◆ The problem ◆
Quote every line below exactly and skip any picture.
[[ Dataset extract, beginning ]]
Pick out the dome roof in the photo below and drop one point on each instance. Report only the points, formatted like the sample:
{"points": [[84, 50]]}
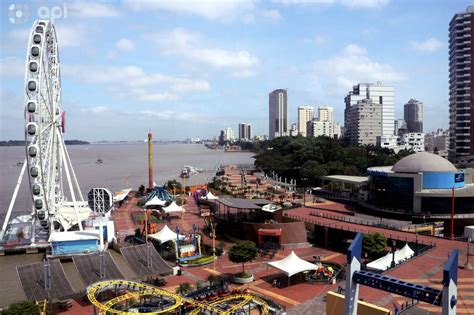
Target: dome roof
{"points": [[423, 162]]}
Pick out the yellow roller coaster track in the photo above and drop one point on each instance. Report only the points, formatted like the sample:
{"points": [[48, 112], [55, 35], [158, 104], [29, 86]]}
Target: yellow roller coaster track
{"points": [[145, 290]]}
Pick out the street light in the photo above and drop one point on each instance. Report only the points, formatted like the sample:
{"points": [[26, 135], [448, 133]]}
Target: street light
{"points": [[468, 265], [213, 227]]}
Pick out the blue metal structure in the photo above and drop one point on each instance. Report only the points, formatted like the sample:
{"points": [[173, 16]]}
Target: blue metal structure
{"points": [[447, 298], [161, 193], [393, 285]]}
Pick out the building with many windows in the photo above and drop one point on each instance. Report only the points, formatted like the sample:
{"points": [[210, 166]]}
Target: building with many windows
{"points": [[245, 132], [318, 128], [278, 114], [378, 93], [419, 186], [461, 85], [363, 122], [305, 114], [413, 114]]}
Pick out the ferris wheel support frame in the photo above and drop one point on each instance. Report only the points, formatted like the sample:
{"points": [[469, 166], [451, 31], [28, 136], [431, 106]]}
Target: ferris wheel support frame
{"points": [[65, 157]]}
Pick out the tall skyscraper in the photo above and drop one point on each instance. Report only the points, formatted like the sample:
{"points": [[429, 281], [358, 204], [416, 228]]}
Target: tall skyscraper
{"points": [[245, 131], [378, 94], [363, 122], [278, 114], [325, 113], [413, 114], [305, 114], [399, 124], [461, 84]]}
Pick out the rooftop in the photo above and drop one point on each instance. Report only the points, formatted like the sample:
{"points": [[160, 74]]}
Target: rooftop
{"points": [[423, 162]]}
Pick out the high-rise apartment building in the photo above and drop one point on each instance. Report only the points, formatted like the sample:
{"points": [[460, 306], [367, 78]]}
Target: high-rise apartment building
{"points": [[325, 113], [305, 114], [364, 122], [378, 94], [278, 114], [245, 132], [399, 124], [293, 130], [318, 128], [461, 84], [413, 114]]}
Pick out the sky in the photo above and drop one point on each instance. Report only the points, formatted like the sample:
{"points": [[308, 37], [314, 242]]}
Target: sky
{"points": [[189, 68]]}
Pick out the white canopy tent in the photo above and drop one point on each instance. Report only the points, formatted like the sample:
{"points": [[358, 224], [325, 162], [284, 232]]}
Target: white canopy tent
{"points": [[211, 196], [120, 195], [271, 208], [173, 207], [155, 201], [165, 235], [383, 263], [292, 264]]}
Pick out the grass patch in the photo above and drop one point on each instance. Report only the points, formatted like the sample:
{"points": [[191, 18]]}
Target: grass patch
{"points": [[200, 260], [243, 275]]}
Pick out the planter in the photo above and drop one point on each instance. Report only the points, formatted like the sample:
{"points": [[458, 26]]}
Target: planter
{"points": [[243, 280]]}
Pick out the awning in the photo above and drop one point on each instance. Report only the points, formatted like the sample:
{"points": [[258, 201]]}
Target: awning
{"points": [[173, 207], [269, 232], [292, 264], [155, 201], [271, 208], [165, 235], [210, 196], [120, 195], [383, 263], [74, 236]]}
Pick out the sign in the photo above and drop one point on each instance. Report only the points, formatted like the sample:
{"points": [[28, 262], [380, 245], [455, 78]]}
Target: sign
{"points": [[459, 177]]}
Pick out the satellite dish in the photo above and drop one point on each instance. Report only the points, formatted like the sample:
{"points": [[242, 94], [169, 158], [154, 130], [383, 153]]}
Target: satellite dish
{"points": [[100, 200]]}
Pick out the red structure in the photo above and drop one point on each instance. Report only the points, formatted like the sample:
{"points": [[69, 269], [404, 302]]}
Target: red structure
{"points": [[150, 161]]}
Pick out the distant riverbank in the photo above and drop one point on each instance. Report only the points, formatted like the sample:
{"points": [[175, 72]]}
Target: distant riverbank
{"points": [[15, 143]]}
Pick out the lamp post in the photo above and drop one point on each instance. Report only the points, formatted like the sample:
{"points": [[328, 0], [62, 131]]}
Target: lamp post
{"points": [[304, 190], [468, 265], [213, 226]]}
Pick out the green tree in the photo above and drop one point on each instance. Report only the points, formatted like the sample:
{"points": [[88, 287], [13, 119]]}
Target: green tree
{"points": [[184, 288], [24, 307], [374, 244], [213, 279], [174, 186], [242, 252]]}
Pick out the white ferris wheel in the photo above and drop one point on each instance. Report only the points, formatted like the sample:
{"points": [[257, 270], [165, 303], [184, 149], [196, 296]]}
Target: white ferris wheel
{"points": [[47, 159]]}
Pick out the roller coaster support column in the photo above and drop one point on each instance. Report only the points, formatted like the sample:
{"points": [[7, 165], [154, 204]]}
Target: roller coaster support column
{"points": [[354, 254], [450, 284]]}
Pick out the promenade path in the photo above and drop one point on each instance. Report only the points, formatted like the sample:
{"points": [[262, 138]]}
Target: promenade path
{"points": [[425, 269]]}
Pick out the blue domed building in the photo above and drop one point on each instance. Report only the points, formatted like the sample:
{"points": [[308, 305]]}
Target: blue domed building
{"points": [[421, 184]]}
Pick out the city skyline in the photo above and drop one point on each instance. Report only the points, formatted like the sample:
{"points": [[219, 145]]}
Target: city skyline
{"points": [[143, 77]]}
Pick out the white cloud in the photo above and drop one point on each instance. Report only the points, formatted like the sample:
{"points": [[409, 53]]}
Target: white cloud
{"points": [[429, 45], [245, 73], [209, 9], [318, 39], [271, 14], [169, 115], [340, 73], [125, 44], [189, 45], [12, 67], [371, 4], [89, 9], [70, 36], [94, 110], [134, 82], [354, 49], [290, 2]]}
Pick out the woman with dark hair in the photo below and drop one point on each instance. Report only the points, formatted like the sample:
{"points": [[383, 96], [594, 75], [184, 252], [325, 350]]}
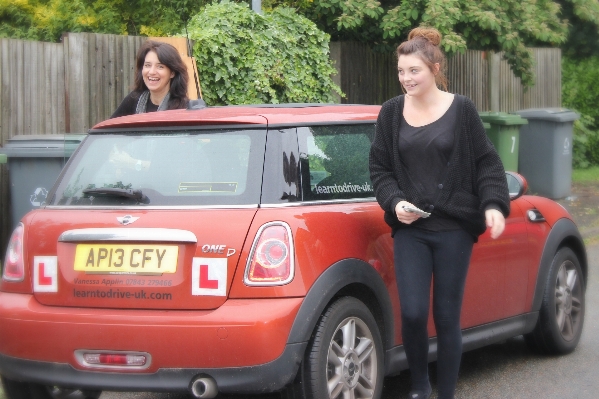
[[ Dataset extract, end ]]
◆ Task response ◆
Pick out the dome roof in the photo below and drop one point on each instance. Report only the points, formatted like the sample:
{"points": [[84, 50]]}
Target: dome roof
{"points": [[423, 162]]}
Pick out the yellow roller coaster track in the photo above and drop one point on each instance. Report only the points, formatted like the sample:
{"points": [[48, 112], [55, 35], [158, 104], [29, 86]]}
Target: yellow roller coaster track
{"points": [[145, 290]]}
Pick out the street light in the photo above and drop one point on each instance. Report only the points, formatted like the sample:
{"points": [[26, 135], [448, 133]]}
Target: street light
{"points": [[468, 265], [213, 227]]}
Pick out the blue metal structure in the photo above and drop one point on each instance. Report only the points, formatted like the sample:
{"points": [[173, 16]]}
Target: blue metal structure
{"points": [[447, 298], [161, 193], [393, 285]]}
Pick out the building with many windows in the photo above and drop one point on each instance. Report only the points, formatted like the sample:
{"points": [[210, 166]]}
Target: building with many windows
{"points": [[245, 132], [318, 128], [278, 114], [378, 93], [419, 186], [461, 85], [363, 122], [305, 114], [413, 114]]}
Pick out the ferris wheel support frame in the photo above and drop one point on each instance. Report only the points, formatted like the sample:
{"points": [[469, 166], [451, 31], [28, 136], [431, 106]]}
Target: ferris wheel support frame
{"points": [[65, 157]]}
Pick out the tall skyscraper in the photo above and drop one point on each instance. Report only the points, formatted like the sample:
{"points": [[429, 281], [358, 204], [416, 228]]}
Target: tall skyscraper
{"points": [[245, 131], [378, 94], [363, 122], [278, 114], [325, 113], [413, 114], [305, 114], [399, 124], [461, 84]]}
Pick out the rooftop in the photo above and drop one point on each instance. Report only the points, formatted like the sample:
{"points": [[160, 74]]}
Target: rooftop
{"points": [[423, 162]]}
Pick out the high-rise apartment building in the photo above and drop one point on each instance. Report only the points, formatted like the sample:
{"points": [[460, 306], [367, 78]]}
Target: high-rise apartment building
{"points": [[325, 113], [305, 114], [364, 122], [378, 94], [278, 114], [245, 132], [399, 124], [293, 130], [318, 128], [461, 84], [413, 114]]}
Pick out the sky in the photo above and drop one point on each instance. Report only the points, formatted like the sample:
{"points": [[308, 37], [314, 242]]}
Target: sky
{"points": [[189, 68]]}
Pick out the white canopy tent in the photo above and drop one point on each instance. Report only the points, formatted like the sample:
{"points": [[358, 224], [325, 162], [284, 232]]}
Target: white canopy tent
{"points": [[211, 196], [120, 195], [271, 208], [173, 207], [155, 201], [165, 235], [383, 263], [292, 264]]}
Pick out the grass patch in the photo above and drop one point on each instance. Report only the points, formatted like the sample:
{"points": [[191, 18]]}
Target: grass patch
{"points": [[200, 260], [243, 275]]}
Pick out the planter in the photo above and drop one point on each instance. Report only the points, formatted like the sample:
{"points": [[458, 26]]}
Target: planter
{"points": [[243, 280]]}
Pick out the awning in the photo above and drop one point on each instance. Report only the points, formatted like the sample:
{"points": [[258, 201]]}
Target: awning
{"points": [[173, 207], [269, 232], [292, 264], [155, 201], [271, 208], [165, 235], [210, 196], [120, 195], [383, 263], [74, 236]]}
Pick out the sign in the photo above and drop one point on each instance. Report only the points, formatted like the sample:
{"points": [[28, 262], [380, 245], [455, 78]]}
Target: sign
{"points": [[459, 177]]}
Pick out the satellite dish in the photo above and drop one point on each instance. Report only the points, formatted like the sample:
{"points": [[242, 94], [169, 158], [154, 130], [383, 153]]}
Target: satellite dish
{"points": [[100, 200]]}
Pick out the red structure in the photo above and drop one point on each instance. Report only the points, formatted like the sample:
{"points": [[69, 269], [404, 302]]}
Target: red structure
{"points": [[150, 161]]}
Pick out the distant riverbank in the photo above and drop one point on each instance. Report only the points, formatted like the sample:
{"points": [[175, 72]]}
Target: distant riverbank
{"points": [[15, 143]]}
Pick out the lamp post in the photo above and drop one point on each instance. Report only the points, formatted like the sample:
{"points": [[328, 0], [62, 131]]}
Target: lamp post
{"points": [[304, 190], [468, 265], [213, 226]]}
Pick out the green tree in the photo above and drop one point on each instance. Report only the points, formatted like the sample:
{"points": [[88, 287], [13, 119]]}
Target: green tree
{"points": [[184, 288], [24, 307], [374, 244], [213, 279], [174, 186], [242, 252]]}
Pick out the white ferris wheel in the photo above and drop one point on each instance. Report only the points, formatted like the sample:
{"points": [[257, 270], [165, 303], [184, 149], [196, 296]]}
Target: white ferris wheel
{"points": [[47, 159]]}
Pick out the roller coaster support column in the photo above and drop one point on each instance. Report only the points, formatted like the sample:
{"points": [[7, 165], [154, 204]]}
Target: roller coaster support column
{"points": [[354, 254], [450, 284]]}
Pick out the promenade path in the photo above and drop one point on each instance. Report only the points, formatted like the sample:
{"points": [[262, 138]]}
Target: promenade path
{"points": [[425, 269]]}
Pick out the blue domed building in the photo above and drop one point on each instance. Report only the points, formatted like the sample:
{"points": [[308, 305]]}
Target: blue domed building
{"points": [[421, 184]]}
Pick out the city skyline in the photo above and drop one point on each instance. Report only the points, formatted like the sample:
{"points": [[219, 145]]}
Target: city skyline
{"points": [[143, 77]]}
Pick out the white cloud in the photo above and drop one point on each instance. Report only the points, formatted like the sample:
{"points": [[409, 53]]}
Target: white cloud
{"points": [[429, 45], [245, 73], [209, 9], [318, 39], [271, 14], [169, 115], [340, 73], [125, 44], [189, 45], [12, 67], [371, 4], [89, 9], [70, 36], [94, 110], [134, 82], [354, 49], [290, 2]]}
Pick out the woman with dark hair in the photo below and drop one point on each instance. Report only the points, formatted like the sample:
{"points": [[383, 96], [594, 75], [184, 252], [325, 350]]}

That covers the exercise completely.